GREGORIO DE NACIANZO
Discurso a los Egipcios

I

Me dirigiré como es correcto a aquellos que han venido de Egipto, porque han venido aquí ansiosamente, habiendo vencido la mala voluntad por el celo. Han venido de ese Egipto que se enriquece con ese río que inunda la tierra como el mar durante su estación, y que también se enriquece con ese Cristo que fue fugitivo en Egipto cuando huyó de la masacre de los niños por Herodes (Mt 2,13), y por el amor de los padres hacia los que tienen hambre del bien (Jn 6,33). El grano más grande de trigo, del que habla la historia, es el pan que bajó del cielo y da vida al mundo, esa vida que es indestructible e indisoluble, acerca de quien ahora me parece oír al Padre decir: "De Egipto llamé a mi Hijo" (Os 11,1).

II

De vosotros ha resonado la Palabra a todos los hombres, creída y predicada sanamente. Sois el mejor portador de fruto entre todos los hombres, especialmente entre aquellos que ahora tienen la fe correcta, hasta donde sé, quienes no sólo aman este alimento, sino que también lo distribuyen, y no sólo en casa sino también en el extranjero. Ciertamente, proveéis alimento corporal a pueblos y ciudades hasta donde alcanza vuestra amorosa bondad. También proveéis alimento espiritual, y no a un pueblo en particular, ni a esta o aquella ciudad circunscrita por estrechos límites (aunque sus habitantes puedan considerarla muy ilustre), sino a casi todo el mundo. Traéis el remedio no para el hambre de pan ni la sed de agua (Am 8,11), que no es una hambruna terrible (y evitarla es fácil), sino a una hambruna de oír la palabra del Señor, que es muy miserable sufrir y un asunto muy laborioso curar en el tiempo presente. La iniquidad ha abundado (Mt 24,12), y raramente en ninguna parte encuentro sus sanadores genuinos.

________________

Acciones por realizar ▸
1. Reescribe como una lista breve el párrafo del discurso que comienza con «De vosotros ha resonado la Palabra» y conserva sus datos principales.
2. Identifica y copia todas las líneas de los registros que contienen la palabra "white". Se distinguen mayúsculas y minúsculas.

(Registros de datos)
________________

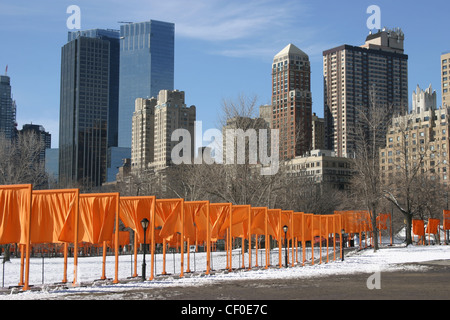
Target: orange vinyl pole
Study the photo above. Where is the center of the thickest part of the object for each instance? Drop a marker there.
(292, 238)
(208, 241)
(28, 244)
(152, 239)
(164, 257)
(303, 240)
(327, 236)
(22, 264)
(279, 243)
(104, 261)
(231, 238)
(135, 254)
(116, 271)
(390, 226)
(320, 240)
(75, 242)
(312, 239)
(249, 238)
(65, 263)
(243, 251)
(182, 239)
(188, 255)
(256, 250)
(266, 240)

________________

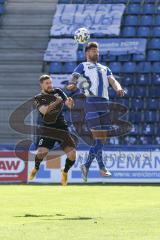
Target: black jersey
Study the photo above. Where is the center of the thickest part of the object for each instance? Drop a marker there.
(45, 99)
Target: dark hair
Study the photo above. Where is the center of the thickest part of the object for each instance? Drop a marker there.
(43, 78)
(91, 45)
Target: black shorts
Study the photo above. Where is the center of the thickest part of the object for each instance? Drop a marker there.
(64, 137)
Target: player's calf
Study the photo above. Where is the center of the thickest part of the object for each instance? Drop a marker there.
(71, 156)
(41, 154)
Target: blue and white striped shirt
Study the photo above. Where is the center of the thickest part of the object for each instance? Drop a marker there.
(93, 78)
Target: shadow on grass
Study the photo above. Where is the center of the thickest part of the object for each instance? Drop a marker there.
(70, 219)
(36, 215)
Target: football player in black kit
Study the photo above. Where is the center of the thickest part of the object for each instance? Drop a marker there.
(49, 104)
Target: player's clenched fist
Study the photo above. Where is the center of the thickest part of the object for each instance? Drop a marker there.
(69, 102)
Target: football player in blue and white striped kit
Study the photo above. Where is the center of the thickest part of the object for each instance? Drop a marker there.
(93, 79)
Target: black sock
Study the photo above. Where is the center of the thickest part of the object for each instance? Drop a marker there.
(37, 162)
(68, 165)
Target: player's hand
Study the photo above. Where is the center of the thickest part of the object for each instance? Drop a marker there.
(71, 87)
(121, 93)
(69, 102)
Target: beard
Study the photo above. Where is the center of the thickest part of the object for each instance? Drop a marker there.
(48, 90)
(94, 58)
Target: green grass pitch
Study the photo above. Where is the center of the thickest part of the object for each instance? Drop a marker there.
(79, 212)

________________

Resultados de tareas ▸
1.
- La Palabra ha resonado desde ellos a todos los hombres, creída y predicada sanamente.
- Son los mejores portadores de fruto, especialmente entre quienes ahora tienen la fe correcta.
- No solo aman este alimento, sino que también lo distribuyen, en casa y en el extranjero.
- Proveen alimento corporal a pueblos y ciudades hasta donde alcanza su amorosa bondad.
- Proveen alimento espiritual no a un solo pueblo o ciudad, sino a casi todo el mundo.
- Traen remedio no al hambre de pan ni a la sed de agua, sino al hambre de oír la palabra del Señor, muy miserable de sufrir y muy laboriosa de curar en el tiempo presente.
- La iniquidad ha abundado, y raramente se encuentran sus sanadores genuinos.

2.
Target: blue and white striped shirt
Target: football player in blue and white striped kit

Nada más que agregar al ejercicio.